» **Task details**
Images in the data are to be skipped, while every line is restated exactly as written.

*** Opening Given entries ***

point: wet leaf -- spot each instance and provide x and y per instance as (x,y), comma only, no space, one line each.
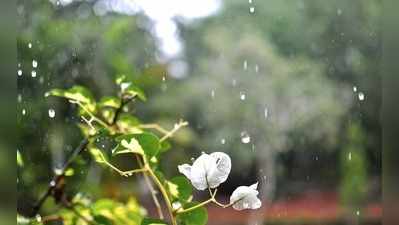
(179,188)
(150,221)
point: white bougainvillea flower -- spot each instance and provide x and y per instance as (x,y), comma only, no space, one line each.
(246,197)
(208,170)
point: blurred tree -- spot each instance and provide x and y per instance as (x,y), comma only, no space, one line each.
(353,187)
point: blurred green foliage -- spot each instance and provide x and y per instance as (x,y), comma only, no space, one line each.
(353,170)
(302,60)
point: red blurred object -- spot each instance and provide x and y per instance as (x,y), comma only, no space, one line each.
(311,206)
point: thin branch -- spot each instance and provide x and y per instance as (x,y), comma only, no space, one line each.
(155,127)
(152,190)
(51,218)
(196,206)
(96,119)
(163,192)
(58,177)
(71,207)
(123,173)
(124,101)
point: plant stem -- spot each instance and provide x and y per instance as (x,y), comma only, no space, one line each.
(196,206)
(163,191)
(154,126)
(124,173)
(152,190)
(99,121)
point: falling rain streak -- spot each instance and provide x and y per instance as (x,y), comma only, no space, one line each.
(245,138)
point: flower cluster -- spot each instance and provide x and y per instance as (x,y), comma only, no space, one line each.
(210,170)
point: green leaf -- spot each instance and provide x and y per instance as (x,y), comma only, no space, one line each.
(110,101)
(97,154)
(77,93)
(145,144)
(102,220)
(150,221)
(128,144)
(197,216)
(179,188)
(128,124)
(165,146)
(150,143)
(135,91)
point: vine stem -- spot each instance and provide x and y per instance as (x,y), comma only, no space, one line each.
(163,191)
(211,200)
(152,190)
(173,131)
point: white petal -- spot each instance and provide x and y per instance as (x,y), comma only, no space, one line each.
(185,169)
(245,197)
(219,172)
(199,170)
(254,186)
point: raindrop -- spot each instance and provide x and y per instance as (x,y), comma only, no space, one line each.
(125,85)
(213,93)
(243,96)
(51,113)
(38,218)
(361,96)
(266,113)
(234,82)
(57,171)
(245,138)
(223,141)
(256,68)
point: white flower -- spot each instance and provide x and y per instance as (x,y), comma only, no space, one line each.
(207,170)
(245,197)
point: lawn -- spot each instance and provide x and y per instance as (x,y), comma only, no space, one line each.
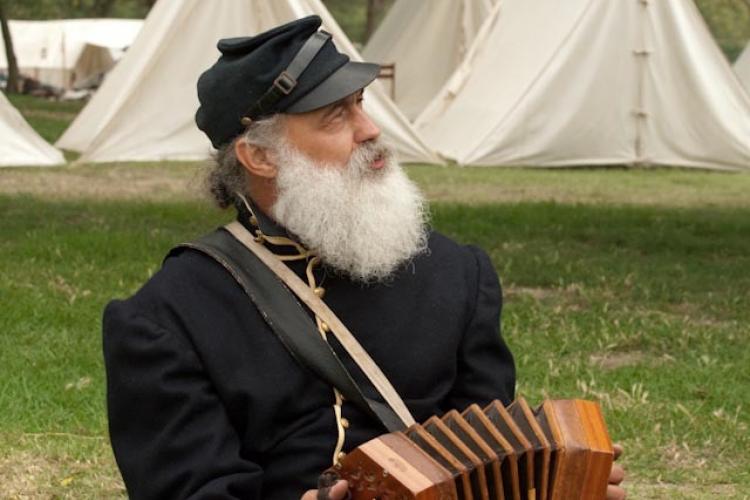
(630,287)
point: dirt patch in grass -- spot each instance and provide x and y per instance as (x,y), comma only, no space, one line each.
(614,360)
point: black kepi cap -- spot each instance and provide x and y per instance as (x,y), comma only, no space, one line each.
(293,68)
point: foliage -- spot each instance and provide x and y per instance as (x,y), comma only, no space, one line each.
(66,9)
(729,21)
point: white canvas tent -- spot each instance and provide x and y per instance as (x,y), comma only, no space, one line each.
(586,82)
(145,109)
(20,145)
(742,67)
(69,53)
(425,41)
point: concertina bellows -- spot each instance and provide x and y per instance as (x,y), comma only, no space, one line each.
(558,451)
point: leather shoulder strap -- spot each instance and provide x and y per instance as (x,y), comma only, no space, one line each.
(288,320)
(343,335)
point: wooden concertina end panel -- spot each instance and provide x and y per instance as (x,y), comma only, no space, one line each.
(558,451)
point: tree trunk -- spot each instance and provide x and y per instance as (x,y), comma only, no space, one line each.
(102,8)
(13,84)
(374,7)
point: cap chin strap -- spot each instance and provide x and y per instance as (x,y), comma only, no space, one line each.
(286,82)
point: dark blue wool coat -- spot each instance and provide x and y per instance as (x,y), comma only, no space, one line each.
(205,402)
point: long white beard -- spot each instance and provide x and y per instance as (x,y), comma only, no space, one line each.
(362,222)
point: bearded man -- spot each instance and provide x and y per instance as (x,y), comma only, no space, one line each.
(204,400)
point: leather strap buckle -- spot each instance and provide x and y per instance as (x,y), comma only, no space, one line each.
(285,83)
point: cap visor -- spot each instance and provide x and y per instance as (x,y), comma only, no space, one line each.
(348,79)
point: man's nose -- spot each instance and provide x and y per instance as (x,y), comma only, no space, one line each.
(366,130)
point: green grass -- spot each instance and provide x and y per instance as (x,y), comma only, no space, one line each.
(643,308)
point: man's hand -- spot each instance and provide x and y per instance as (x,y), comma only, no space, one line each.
(339,491)
(616,475)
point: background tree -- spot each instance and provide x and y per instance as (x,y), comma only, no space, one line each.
(13,84)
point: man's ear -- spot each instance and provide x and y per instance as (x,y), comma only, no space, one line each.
(255,159)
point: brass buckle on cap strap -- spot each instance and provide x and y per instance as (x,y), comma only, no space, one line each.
(285,83)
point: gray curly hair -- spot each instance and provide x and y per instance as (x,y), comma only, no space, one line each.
(227,176)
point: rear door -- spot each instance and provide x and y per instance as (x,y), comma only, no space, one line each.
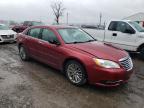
(51,53)
(33,42)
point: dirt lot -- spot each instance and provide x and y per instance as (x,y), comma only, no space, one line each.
(35,85)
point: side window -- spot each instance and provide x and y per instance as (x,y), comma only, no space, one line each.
(113,26)
(124,27)
(48,35)
(35,32)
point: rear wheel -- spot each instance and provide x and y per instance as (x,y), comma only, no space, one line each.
(75,73)
(23,54)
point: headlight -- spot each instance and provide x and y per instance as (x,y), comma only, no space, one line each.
(106,63)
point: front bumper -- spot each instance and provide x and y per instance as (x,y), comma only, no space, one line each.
(108,77)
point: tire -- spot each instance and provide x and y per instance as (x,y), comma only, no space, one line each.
(142,52)
(75,73)
(23,54)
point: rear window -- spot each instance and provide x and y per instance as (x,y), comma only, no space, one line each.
(113,26)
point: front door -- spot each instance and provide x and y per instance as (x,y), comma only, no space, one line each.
(51,53)
(33,42)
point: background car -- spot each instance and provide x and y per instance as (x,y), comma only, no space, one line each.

*** Closing Given entries ***

» **Expected output**
point: wet leaf -- spot each instance and provide x and y per instance as (x,y), comma only, no space, one line each.
(179,188)
(150,221)
point: white bougainvillea flower -- spot each instance and provide x and y per instance as (x,y), comma only, no space, one line each.
(246,197)
(208,170)
point: blurred tree -- spot each instance and provide x and y per instance as (x,y), comma only, no space, one line each.
(353,187)
point: blurred green foliage -- spot each instance and provide x and y per instance as (x,y), comma only, no space, one line each.
(353,170)
(302,60)
point: red blurred object -- spot each instance and provide x and y per instance as (x,y), comma only, no space, one line each.
(311,206)
point: thin branch -- spot each instance and provide x and y per instance as (x,y), comma only, no space, one line each.
(155,127)
(152,190)
(51,218)
(196,206)
(96,119)
(163,192)
(58,177)
(71,207)
(123,173)
(124,101)
point: plant stem -- spot each instance and provide x and y per instance as (x,y), comma only, no space, one line each.
(196,206)
(163,191)
(154,126)
(124,173)
(152,190)
(99,121)
point: falling rain streak -- spot each instance and provide x and y per instance as (x,y), comma only, no space, one line each.
(245,138)
point: flower cluster -- spot each instance and provide x and y per instance as (x,y), comma only, no space, one line each.
(210,170)
point: green leaf -- spot each instance and provide x and y per instance as (x,y), comma only, no space, one line each.
(110,101)
(97,154)
(77,93)
(145,144)
(102,220)
(150,221)
(128,144)
(197,216)
(179,188)
(128,124)
(165,146)
(150,143)
(135,91)
point: vine stem -- spot each instance and provide x and y per instance as (x,y), comma only, no space, one line each.
(163,191)
(211,200)
(152,190)
(173,131)
point: white petal -- spot each instance and provide x and y per instance as (x,y), comma only, no space, one line each.
(185,169)
(245,197)
(219,172)
(199,170)
(254,186)
point: raindrop -- spot each instance and provide x and y per instance as (x,y), comma only, no space, one line each.
(125,85)
(213,93)
(243,96)
(51,113)
(38,218)
(361,96)
(266,113)
(234,82)
(57,171)
(245,138)
(223,141)
(256,68)
point: white flower -- spot each instance and provide x and y per instance as (x,y), comma only, no space, one line each.
(207,170)
(245,197)
point: lawn -- spot each instance and provide x and y per instance as (x,y), comma only, no space, one line each.
(630,287)
point: dirt patch in grass -- spot each instance and provide x and y per instance as (x,y), comma only, no space, one line each.
(614,360)
point: black kepi cap -- spot each instance and provide x and y per instance as (x,y), comma only, no space, one line each.
(293,68)
point: foliage -- spot each instance and provide x and y per instance as (x,y), comma only, no space, one line each.
(66,9)
(729,21)
point: white canvas tent -- spot each instance and provide x and y per instance as (x,y), comma only, no space, one line each.
(586,82)
(145,109)
(20,145)
(742,67)
(69,53)
(425,41)
point: concertina bellows -- spot each instance and provide x and y per instance as (x,y), comma only, no space, one line each.
(558,451)
point: leather shoulder strap -- spot each instance and provide x and y per instance as (x,y), comma only, no space, one line each.
(288,320)
(343,335)
point: wooden concertina end panel -- spot each instance and provide x and y per instance as (x,y), comma only, no space, one line each.
(558,451)
point: tree trunk -- spot each instance and provide x and y per instance as (x,y), comma only, no space, one line each.
(102,8)
(13,84)
(374,7)
point: cap chin strap -- spot each instance and provide x and y per instance as (x,y), comma only, no space, one line each.
(286,82)
point: dark blue wool coat -- spot each instance and provide x and y per instance as (x,y), comma only, no space, one line each.
(205,402)
point: long white beard -- spot each instance and provide x and y per instance as (x,y), comma only, no space, one line each.
(362,222)
point: bearded man -- spot each instance and provide x and y per instance as (x,y), comma only, no space, one line each.
(204,400)
point: leather strap buckle -- spot each instance and provide x and y per instance as (x,y), comma only, no space, one line each.
(285,83)
point: cap visor -- spot each instance and provide x and y per instance as (x,y), comma only, no space, one line each.
(348,79)
point: man's nose -- spot each instance and provide x and y per instance as (x,y), comma only, no space, one line each.
(366,130)
point: green grass -- spot each instance and provide x and y per instance as (x,y), comma only, no space, one line each.
(643,308)
point: man's hand -- spot each instance and provide x and y per instance as (x,y), comma only, no space, one line each.
(339,491)
(616,475)
point: background tree -- spot each instance and provide x and y per instance as (x,y), comma only, no space, one line each.
(13,84)
point: man's ear -- spot each instance and provide x and y per instance as (x,y), comma only, no space, one line each.
(255,159)
point: brass buckle on cap strap -- spot each instance and provide x and y per instance as (x,y), comma only, no space, one line each.
(285,83)
point: gray curly hair -- spot each instance and provide x and y per instance as (x,y), comma only, no space, one line each.
(227,176)
point: rear door -- spot each instance and provide x and y per instance as (x,y), comma only, no space, one line each.
(51,53)
(33,42)
point: dirt lot -- spot each instance and provide x and y per instance as (x,y), comma only, no space, one line each.
(35,85)
point: side window -- spot each instance and provide x and y per instance as (x,y), comma only, no space, one line each.
(113,26)
(124,27)
(48,35)
(35,32)
point: rear wheel -- spot each instance and provide x and y per instance as (x,y), comma only, no space, one line each.
(75,73)
(23,54)
point: headlight -- spot each instance and provide x and y per instance as (x,y), comma only, no space, one line each.
(106,63)
point: front bumper -- spot each instance and provide x and y per instance as (x,y), comma only, no space, one line each.
(108,77)
point: tire -- spot each instance and provide x and y per instance as (x,y), comma only, no space, one line each.
(142,52)
(75,73)
(23,54)
point: rear window -- spot each instance and provide x and y per instance as (x,y), comma only, no space, one line each.
(113,26)
point: front door -- spot each instance and provide x and y per instance as (x,y), comma only, no space, one line each.
(51,53)
(33,42)
point: background car -- spot each instance and provide x and y per instance as (x,y), comma only, no space, one line each.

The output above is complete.